*COSA FARE*:
Rispondi in breve a queste domande sul testo sull'inquinamento dell'aria:
(a) Nel 2020, quante città italiane hanno superato la media annuale di 20 µg/mc di polveri sottili indicata dall'OMS?
(b) Da quale data sarebbe dovuto entrare in vigore il blocco degli Euro4 nelle città?
(c) Secondo i dati ARPAV, quale percentuale delle emissioni nell'agglomerato urbano veronese viene dal traffico?

*TESTO DI PARTENZA*:

==========

L’altro dato che emerge dal rapporto è il poco rassicurante confronto con i parametri dettati dall’OMS, di gran lunga più stringenti rispetto a quelli della legislazione europea, e che hanno come target la salute delle persone. Nel 2020 sono 60 le città italiane (il 62% del campione analizzato) che hanno fatto registrare una media annuale superiore ai 20 microgrammi/metrocubo (µg/mc) di polveri sottili rispetto a quanto indicato dall’OMS. A guidare la classifica è sempre Torino con 35 microgrammi/mc come media annuale, a Verona la media è di 32 µg/mc.
Per Legambiente i dati di Mal’aria ci ricordano che il 2020, oltre ad essere stato segnato dalla pandemia ancora in corso, è stato anche contrassegnato dall’emergenza smog e dalla mancanza di misure specifiche per uscire dalla morsa dell’inquinamento. Lo dimostra la mancanza di ambizione dei Piani nazionali e regionali e degli Accordi di programma che negli ultimi anni si sono succeduti ma che, nella realtà dei fatti, sono stati puntualmente elusi e aggirati localmente pur di non dover prendere decisioni impopolari insieme al ricorso sistematico della deroga (come nel caso del blocco degli Euro4 nelle città che sarebbe dovuto entrare in vigore dal primo ottobre 2020 e che è stato prima posticipato al gennaio 2021 e poi all’aprile successivo). E lo dimostrano anche le due procedure di infrazione comminate all’Italia per il mancato rispetto dei limiti normativi previsti della Direttiva europea per il Pm10 e gli ossidi di azoto, a cui si è aggiunta lo scorso novembre una nuova lettera di costituzione in mora da parte della Commissione europea in riferimento alle eccessive concentrazioni di particolato fine (Pm2,5) a cui ora l’Italia dovrà rispondere, essendo state giudicate “non sufficienti” le misure adottate dal nostro Paese per ridurre nel più breve tempo possibile tali criticità.
“L’inquinamento atmosferico – dichiara Chiara Martinelli presidente di Legambiente Verona – è un problema complesso che dipende da molteplici fattori come il traffico, il riscaldamento domestico, l’agricoltura e l’industria in primis. Nelle città il traffico svolge un ruolo primario per le emissioni. Nell’agglomerato urbano veronese, i dati ARPAV (sistema INEMAR) ci dicono che le fonti principali derivano da traffico (42%) e agricoltura (22%). La pandemia in corso non ci deve far abbassare la guardia sul tema dell’inquinamento atmosferico con continue deroghe ai piani.”

==========

*DATI MOSTRATI*:
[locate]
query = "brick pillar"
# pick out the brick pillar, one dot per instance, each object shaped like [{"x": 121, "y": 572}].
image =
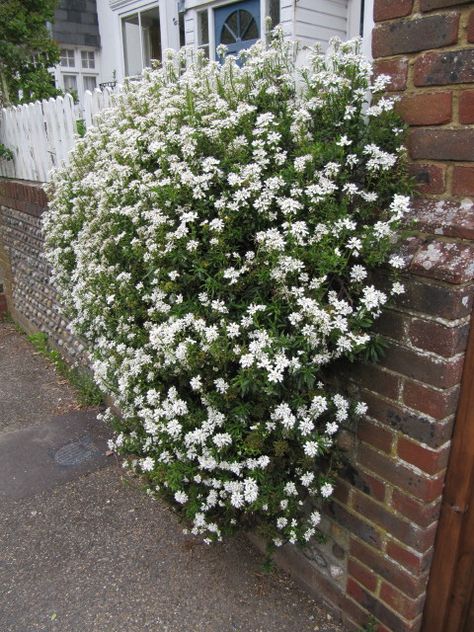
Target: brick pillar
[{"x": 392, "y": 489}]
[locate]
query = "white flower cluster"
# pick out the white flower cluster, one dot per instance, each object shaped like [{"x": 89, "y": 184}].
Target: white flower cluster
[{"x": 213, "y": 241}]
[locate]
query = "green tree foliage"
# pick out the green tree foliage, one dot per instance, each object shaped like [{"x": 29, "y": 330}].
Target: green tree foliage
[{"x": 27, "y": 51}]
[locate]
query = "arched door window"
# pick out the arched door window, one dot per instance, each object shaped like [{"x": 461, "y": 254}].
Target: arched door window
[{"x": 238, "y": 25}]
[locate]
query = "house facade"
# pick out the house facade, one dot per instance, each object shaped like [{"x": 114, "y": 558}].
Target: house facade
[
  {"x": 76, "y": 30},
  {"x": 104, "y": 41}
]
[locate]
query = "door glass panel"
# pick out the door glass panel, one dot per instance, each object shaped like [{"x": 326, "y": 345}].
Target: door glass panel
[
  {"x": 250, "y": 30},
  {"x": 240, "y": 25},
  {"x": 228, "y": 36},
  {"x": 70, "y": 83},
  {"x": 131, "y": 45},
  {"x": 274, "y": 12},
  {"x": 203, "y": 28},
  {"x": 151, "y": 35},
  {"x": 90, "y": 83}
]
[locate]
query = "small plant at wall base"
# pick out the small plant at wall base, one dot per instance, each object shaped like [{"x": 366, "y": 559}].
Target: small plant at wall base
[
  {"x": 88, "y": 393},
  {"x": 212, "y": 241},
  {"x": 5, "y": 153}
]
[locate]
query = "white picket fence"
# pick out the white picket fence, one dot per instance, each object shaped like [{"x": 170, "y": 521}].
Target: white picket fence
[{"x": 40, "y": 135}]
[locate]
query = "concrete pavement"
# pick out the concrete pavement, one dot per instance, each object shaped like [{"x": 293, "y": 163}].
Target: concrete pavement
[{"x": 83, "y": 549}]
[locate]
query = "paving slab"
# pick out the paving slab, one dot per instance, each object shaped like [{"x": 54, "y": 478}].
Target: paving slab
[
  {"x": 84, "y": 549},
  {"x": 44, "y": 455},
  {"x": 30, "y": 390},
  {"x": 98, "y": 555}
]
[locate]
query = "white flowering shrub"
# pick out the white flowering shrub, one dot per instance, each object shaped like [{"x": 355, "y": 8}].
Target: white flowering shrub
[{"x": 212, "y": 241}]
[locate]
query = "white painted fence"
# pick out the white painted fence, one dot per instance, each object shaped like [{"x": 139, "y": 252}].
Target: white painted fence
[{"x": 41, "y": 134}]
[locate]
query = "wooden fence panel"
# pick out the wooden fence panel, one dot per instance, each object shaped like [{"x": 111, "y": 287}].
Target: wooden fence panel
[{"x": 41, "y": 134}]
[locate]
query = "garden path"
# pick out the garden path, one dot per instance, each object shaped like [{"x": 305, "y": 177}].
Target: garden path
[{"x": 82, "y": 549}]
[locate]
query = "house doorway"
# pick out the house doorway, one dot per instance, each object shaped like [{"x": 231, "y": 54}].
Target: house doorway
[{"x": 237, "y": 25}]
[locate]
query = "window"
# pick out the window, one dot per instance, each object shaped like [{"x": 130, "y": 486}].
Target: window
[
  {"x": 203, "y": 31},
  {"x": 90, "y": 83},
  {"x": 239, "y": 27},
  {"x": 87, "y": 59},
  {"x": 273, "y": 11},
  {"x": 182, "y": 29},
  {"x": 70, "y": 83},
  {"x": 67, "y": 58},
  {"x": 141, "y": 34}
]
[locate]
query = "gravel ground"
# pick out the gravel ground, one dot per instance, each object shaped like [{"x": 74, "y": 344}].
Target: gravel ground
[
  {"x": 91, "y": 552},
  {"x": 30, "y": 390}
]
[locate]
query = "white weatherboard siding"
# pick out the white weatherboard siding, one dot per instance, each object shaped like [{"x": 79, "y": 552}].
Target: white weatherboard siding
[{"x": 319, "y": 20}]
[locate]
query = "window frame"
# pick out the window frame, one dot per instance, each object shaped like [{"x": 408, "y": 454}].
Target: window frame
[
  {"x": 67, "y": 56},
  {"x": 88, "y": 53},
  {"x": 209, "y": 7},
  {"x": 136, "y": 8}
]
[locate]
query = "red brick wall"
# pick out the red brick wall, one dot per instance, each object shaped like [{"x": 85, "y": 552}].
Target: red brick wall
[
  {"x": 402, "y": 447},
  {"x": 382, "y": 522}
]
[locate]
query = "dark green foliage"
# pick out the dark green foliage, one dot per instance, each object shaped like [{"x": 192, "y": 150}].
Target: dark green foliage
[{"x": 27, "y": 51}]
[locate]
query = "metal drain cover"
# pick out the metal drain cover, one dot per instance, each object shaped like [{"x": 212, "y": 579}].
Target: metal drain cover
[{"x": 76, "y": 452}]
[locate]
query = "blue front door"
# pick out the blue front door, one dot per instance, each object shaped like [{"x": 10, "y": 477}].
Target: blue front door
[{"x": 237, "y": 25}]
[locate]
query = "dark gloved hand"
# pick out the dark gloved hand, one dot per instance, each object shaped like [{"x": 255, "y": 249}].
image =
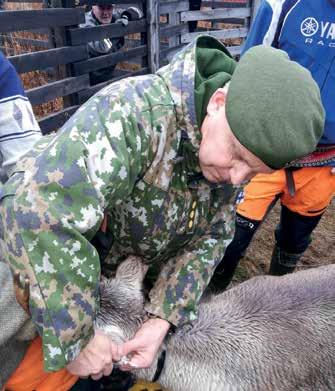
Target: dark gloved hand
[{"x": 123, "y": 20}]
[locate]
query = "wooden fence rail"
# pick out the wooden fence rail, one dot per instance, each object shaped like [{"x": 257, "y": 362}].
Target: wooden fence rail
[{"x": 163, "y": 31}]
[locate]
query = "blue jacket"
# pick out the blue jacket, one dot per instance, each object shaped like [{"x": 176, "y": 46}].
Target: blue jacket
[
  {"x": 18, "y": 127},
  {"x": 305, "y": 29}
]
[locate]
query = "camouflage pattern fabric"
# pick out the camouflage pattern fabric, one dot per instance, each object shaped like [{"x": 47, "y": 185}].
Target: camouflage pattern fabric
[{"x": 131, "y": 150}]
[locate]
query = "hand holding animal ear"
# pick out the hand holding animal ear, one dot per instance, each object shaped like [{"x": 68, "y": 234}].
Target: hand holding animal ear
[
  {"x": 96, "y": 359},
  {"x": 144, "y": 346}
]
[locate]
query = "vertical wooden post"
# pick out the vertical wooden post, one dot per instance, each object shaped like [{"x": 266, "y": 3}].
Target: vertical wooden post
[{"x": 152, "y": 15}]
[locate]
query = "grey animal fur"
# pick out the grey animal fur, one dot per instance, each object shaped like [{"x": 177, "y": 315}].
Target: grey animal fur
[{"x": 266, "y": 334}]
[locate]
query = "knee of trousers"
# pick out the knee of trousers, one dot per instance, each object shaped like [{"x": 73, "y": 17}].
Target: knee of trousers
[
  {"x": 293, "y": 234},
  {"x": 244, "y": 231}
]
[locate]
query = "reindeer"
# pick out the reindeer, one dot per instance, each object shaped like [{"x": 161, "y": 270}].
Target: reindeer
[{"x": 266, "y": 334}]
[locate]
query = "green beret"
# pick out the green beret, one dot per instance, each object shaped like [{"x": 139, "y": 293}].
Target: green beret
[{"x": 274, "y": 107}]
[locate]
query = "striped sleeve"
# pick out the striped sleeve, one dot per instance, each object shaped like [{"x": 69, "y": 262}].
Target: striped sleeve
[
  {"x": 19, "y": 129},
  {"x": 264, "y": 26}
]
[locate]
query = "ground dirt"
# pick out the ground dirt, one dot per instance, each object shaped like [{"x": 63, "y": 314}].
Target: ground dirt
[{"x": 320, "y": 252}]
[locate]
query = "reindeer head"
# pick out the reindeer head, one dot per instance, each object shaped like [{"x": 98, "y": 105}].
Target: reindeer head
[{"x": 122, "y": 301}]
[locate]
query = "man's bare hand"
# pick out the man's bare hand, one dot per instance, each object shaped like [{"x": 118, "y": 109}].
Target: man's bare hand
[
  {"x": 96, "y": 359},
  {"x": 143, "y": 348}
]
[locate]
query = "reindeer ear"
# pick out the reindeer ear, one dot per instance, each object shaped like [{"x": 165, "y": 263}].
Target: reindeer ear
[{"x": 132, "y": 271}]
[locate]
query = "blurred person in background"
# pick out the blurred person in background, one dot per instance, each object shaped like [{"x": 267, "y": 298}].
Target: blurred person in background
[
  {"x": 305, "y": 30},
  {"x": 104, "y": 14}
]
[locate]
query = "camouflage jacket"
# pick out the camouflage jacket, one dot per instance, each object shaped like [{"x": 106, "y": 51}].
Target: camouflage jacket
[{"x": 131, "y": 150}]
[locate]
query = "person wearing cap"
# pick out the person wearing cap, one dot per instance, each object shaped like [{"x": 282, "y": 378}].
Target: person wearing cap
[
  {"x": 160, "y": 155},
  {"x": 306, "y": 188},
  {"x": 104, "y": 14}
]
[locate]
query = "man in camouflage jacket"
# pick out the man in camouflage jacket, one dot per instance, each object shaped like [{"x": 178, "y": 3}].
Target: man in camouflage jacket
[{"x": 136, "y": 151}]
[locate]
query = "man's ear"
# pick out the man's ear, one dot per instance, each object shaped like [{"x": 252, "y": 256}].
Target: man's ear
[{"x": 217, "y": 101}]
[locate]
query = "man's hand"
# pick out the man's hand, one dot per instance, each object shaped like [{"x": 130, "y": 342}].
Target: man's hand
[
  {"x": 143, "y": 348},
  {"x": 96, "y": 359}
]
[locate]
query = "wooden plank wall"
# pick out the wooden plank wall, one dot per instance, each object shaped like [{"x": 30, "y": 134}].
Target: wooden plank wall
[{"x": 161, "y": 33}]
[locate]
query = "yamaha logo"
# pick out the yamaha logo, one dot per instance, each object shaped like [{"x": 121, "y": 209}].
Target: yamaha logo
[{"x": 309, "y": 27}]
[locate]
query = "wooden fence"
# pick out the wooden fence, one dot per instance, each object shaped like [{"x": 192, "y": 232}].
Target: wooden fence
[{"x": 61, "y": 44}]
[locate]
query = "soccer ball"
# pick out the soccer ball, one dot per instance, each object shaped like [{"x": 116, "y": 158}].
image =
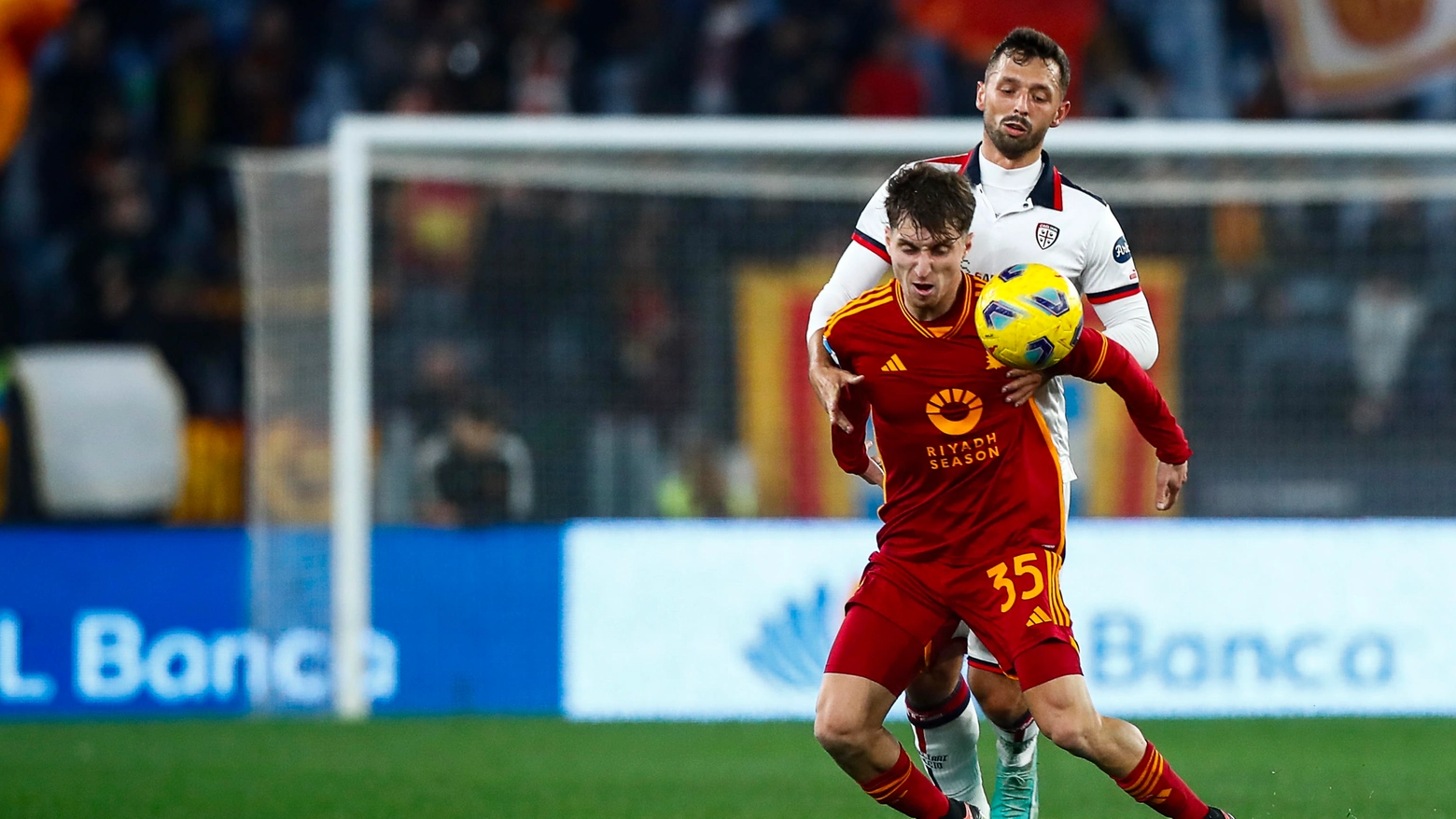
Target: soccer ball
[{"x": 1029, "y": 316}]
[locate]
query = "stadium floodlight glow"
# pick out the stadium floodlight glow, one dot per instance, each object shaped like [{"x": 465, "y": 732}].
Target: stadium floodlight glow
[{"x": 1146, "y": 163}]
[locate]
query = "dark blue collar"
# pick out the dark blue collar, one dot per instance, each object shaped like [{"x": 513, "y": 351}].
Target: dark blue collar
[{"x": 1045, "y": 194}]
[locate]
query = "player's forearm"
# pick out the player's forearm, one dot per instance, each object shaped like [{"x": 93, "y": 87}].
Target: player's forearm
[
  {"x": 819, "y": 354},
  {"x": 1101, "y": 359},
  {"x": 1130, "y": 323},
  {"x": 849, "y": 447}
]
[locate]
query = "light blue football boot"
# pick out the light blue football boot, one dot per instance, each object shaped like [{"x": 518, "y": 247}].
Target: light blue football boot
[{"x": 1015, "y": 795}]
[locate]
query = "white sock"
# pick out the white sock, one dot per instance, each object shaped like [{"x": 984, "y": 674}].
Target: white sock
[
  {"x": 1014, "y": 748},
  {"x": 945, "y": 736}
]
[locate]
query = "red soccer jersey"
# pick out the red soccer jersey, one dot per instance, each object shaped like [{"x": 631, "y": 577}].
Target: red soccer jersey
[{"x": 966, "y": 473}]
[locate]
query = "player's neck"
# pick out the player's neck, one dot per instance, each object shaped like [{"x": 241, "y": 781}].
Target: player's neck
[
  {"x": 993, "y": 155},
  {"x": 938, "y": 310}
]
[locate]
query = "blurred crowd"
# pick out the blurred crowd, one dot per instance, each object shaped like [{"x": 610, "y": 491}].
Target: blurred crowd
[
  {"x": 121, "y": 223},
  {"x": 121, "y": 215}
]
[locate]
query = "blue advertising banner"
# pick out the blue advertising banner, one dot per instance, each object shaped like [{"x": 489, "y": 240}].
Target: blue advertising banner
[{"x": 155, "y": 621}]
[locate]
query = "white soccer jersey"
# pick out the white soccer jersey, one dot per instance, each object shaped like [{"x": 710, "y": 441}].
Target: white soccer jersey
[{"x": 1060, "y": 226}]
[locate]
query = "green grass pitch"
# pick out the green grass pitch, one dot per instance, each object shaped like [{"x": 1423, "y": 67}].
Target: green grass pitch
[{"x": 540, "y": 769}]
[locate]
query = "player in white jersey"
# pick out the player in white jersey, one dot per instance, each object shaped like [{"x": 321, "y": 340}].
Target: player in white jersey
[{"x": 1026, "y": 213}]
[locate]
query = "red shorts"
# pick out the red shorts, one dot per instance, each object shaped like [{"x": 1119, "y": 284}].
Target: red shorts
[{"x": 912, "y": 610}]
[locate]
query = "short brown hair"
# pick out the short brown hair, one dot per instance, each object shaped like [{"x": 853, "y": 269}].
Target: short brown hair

==========

*RISPOSTA*:
(a) 60 città, cioè il 62% del campione analizzato.
(b) Dal primo ottobre 2020.
(c) Il 42%.